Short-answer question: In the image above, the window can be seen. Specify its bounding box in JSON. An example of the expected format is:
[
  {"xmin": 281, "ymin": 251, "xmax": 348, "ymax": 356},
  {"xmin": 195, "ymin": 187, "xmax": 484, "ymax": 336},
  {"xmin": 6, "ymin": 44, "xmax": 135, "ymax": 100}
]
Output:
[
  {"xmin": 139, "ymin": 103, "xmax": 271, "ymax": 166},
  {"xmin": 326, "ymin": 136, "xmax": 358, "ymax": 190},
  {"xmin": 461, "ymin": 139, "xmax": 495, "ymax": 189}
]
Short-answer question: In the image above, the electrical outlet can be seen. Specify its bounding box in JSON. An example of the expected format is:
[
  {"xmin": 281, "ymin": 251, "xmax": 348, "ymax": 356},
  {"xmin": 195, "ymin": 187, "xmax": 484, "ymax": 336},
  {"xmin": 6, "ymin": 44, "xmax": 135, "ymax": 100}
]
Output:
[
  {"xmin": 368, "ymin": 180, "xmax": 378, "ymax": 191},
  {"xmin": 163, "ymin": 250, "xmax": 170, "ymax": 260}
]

==================================================

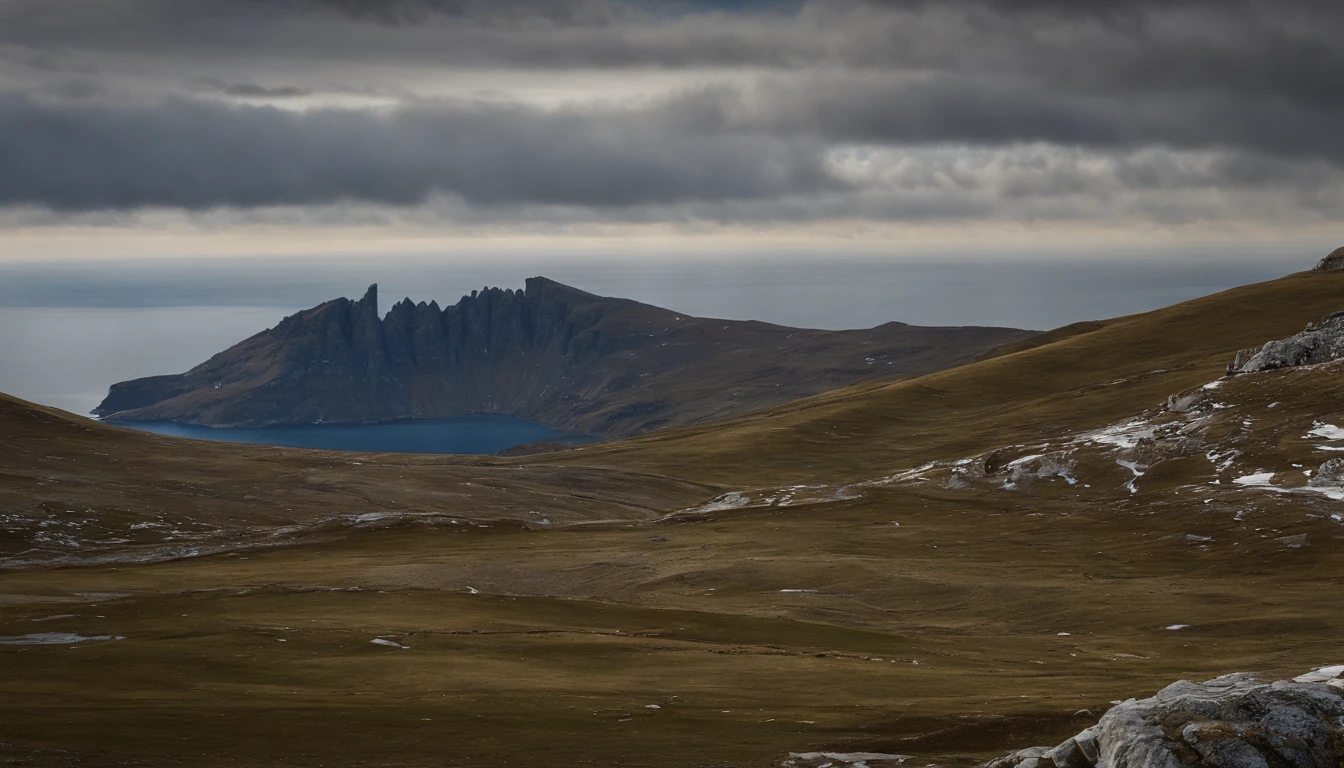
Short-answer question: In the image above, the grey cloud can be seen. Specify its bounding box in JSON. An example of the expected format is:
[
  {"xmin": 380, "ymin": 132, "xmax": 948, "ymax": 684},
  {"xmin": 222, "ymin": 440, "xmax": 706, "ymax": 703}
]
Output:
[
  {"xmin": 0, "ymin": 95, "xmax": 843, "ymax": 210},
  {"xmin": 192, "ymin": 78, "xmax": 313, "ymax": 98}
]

==================================================

#### [REQUISITOS DO EXERCÍCIO]
Conte as linhas que contêm a palavra "above" e dê apenas o total.

#### [RESPOSTA DO EXERCÍCIO]
3